The inescapable fact is, flavor is one of the least considered factors in producer earnings. In addition, 10% of cacau beans produced are absorbed by fine chocolate producers, the remainder goes to multinationals. Until high end chocolate producers accept the fact that premium beans are in fact "premium priced" there is a serious "log jam" I do not know a single producer that is interested in selling premium beans at any cost.

A solution for those interested in long term supplies of high quality beans is to invest in the farms and take an active role in its operations. Any takers?

Jim Lucas

brian horsley
@brian-horsley
08/18/11 01:28:03PM
48 posts

as jim says, the only way to have growers interested in growing fine cacao, organic cacao, fermenting and drying, or doing anything other than low quality high volume, is to make it more profitable for them by paying a premium price for beans. and the only way to do that is to have a high end market to sell the higher priced beans into, as beans or as chocolate. so it requires a holistic approach with a strategy for moving the premium priced beans into the fine market at a profitable markup.

what jim says about the discards is very important. if i ask a farmer to sell me only his best beans, what does he do with the rest? the acopiador (middleman) who used to buy all his beans will not accept only his worst beans, or will pay an unattracticely low price. what we do to address this is buy the bad beans dry at the next harvest, at local market price, transport them along with the good beans, and mix them along with our flat and small discards from my post-harvest processing plant, and sell them to an acopiador. that way the farmer is happy andthe acopiador is satisfied. its not profitable for me but its not a loss either and the farmer is happy which is the most imporant thing.

saludos

brian

Sebastian
@sebastian
08/18/11 06:42:24PM
754 posts

Having done this professionally for over 20 years, I have a fair bit of insight into what works and what doesn't, and have learned a thing or two about how systems work (or don't) in almost every origin. I'm familiar with the entire supply chain and the dynamics that are important at each of the steps - and they often are in conflict with one another. I know what motivates breeders, NGO's, farmers, middlemen, exporters, warehousers, the trade, and manufacturers.

I'm trying to say that I understand it better than most.

Hence the reason I stand by my statement that the only way to address what the original poster asked, is either

1) by creating sufficient supply demand as to 'pull' the specific requirements forward while simultaneously generating the volumes to allow product differentiation to provide an outlet for that material which does not meet the highest of standards (because it will always be there). Unfortunately, the small chocolate maker is not sufficiently coordinated to work closely with his/her peers to consolidate their demand, or they're more interested in flavor differentiation, thereby fragmenting the market and subsequently allowing for a continuation of the problem (now you have 100 buyers buying from 100 regions/farmers vs the 100 of them consolidating their purchases into a single farm, clearly identifying the post harvest parameters and handling requirements that will yield their requirements).

2) controlling the supply. buy your own farm and run it. very few can/want to do this. And you still must have product differentiation or accept low yields due to destruction of non-conforming product.

Jim's solution requires a minimum volume threshold to make it viable, both from the farmers perspective as well as logistically. Sure a chocolate producer can buy out a small farms volume, but the costs involved in getting the beans to the use will will result in a $20 chocolate bar. It works, and is the basis behind my #1 above. Prerequisite = volume. Form a purchasing co-op of sufficient volume to fill half containers minimum at a time, and provide a fiscal incentive for quality. Now you've reached critical mass.

SOURCE EXCERPT:
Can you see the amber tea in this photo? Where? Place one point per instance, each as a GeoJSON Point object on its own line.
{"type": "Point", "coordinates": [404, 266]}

AIM: In the discussion of cacao bean pricing above, what share of the cacao beans produced goes to fine chocolate producers?

WRITTEN SOLUTION: 10%